Required tasks:
[1] Translate this sentence from the article on the Army's robotic casualty evacuation test into Spanish: "Project Flytrap is a counter-UAS exercise designed to integrate emerging technologies and inform future Army requirements and doctrine, and it runs as part of a series of linked exercises including Sword 26, Saber Strike, Immediate Response, and Swift Response."
[2] Rewrite everything in the article on the Army's robotic casualty evacuation test from "U.S. Army tests" down to "May 4, 2026.", putting "Latvia" wherever "Lithuania" appears.

::: Text section :::

U.S. Army tests robotic casualty evacuation in Lithuania exercise

Key Points
  • U.S. soldiers from 2d Squadron, 2d Cavalry Regiment, trained with unmanned ground vehicles for medical evacuation during Project Flytrap at Pabradė, Lithuania, on May 4, 2026.
  • ABRIS DG's UNEX UGV won the XTech Edge Strike Ground Competition in Vilseck, Germany in March 2026, gaining 10-year access to the Global Tactical Edge Acquisition Directorate marketplace.

U.S. Army soldiers in Lithuania are training with an unmanned ground vehicle to evacuate casualties from the battlefield, as part of a live exercise that is simultaneously testing counter-drone systems, AI-enabled command networks, and robotic ground platforms across a month-long series of linked drills.

Soldiers assigned to 2d Squadron, 2d Cavalry Regiment, practiced medical evacuation using the UNEX unmanned ground vehicle during Project Flytrap at Pabradė Training Area, Lithuania, on May 4, 2026, according to an Army statement. The exercise, running from April 27 to May 31, integrates counter-unmanned systems, AI-enabled command and control, and live data networks alongside the robotic platforms, with the stated goal of helping soldiers move faster, decide faster, and fight more effectively across all domains. Project Flytrap is a counter-UAS exercise designed to integrate emerging technologies and inform future Army requirements and doctrine, and it runs as part of a series of linked exercises including Sword 26, Saber Strike, Immediate Response, and Swift Response.

::: Data extract :::

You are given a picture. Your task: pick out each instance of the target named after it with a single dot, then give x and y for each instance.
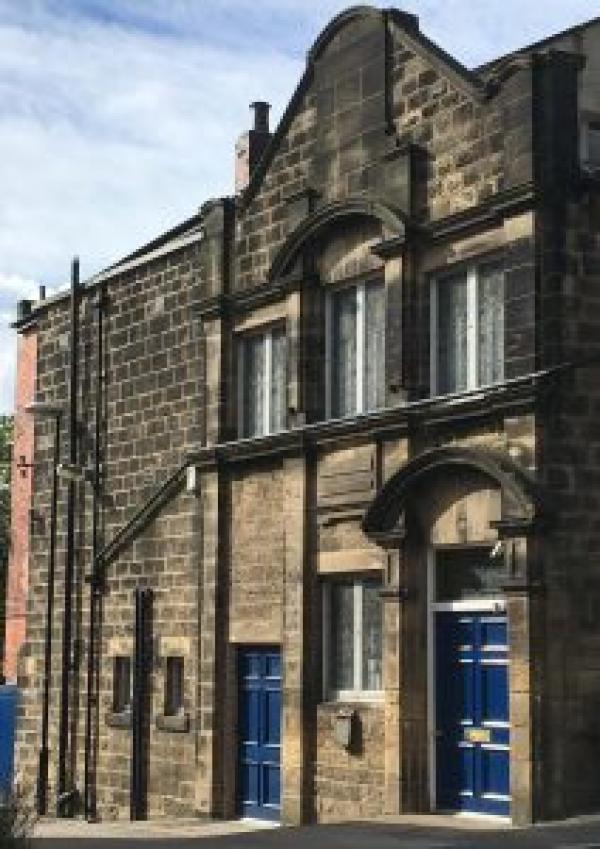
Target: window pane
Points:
(490, 353)
(174, 686)
(594, 144)
(342, 637)
(278, 381)
(371, 638)
(343, 353)
(254, 379)
(452, 334)
(374, 346)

:::

Answers in order:
[1] Project Flytrap es un ejercicio contra-UAS diseñado para integrar tecnologías emergentes y orientar los futuros requisitos y la doctrina del Ejército, y se desarrolla como parte de una serie de ejercicios vinculados que incluye Sword 26, Saber Strike, Immediate Response y Swift Response.

[2]
U.S. Army tests robotic casualty evacuation in Latvia exercise

Key Points
  • U.S. soldiers from 2d Squadron, 2d Cavalry Regiment, trained with unmanned ground vehicles for medical evacuation during Project Flytrap at Pabradė, Latvia, on May 4, 2026.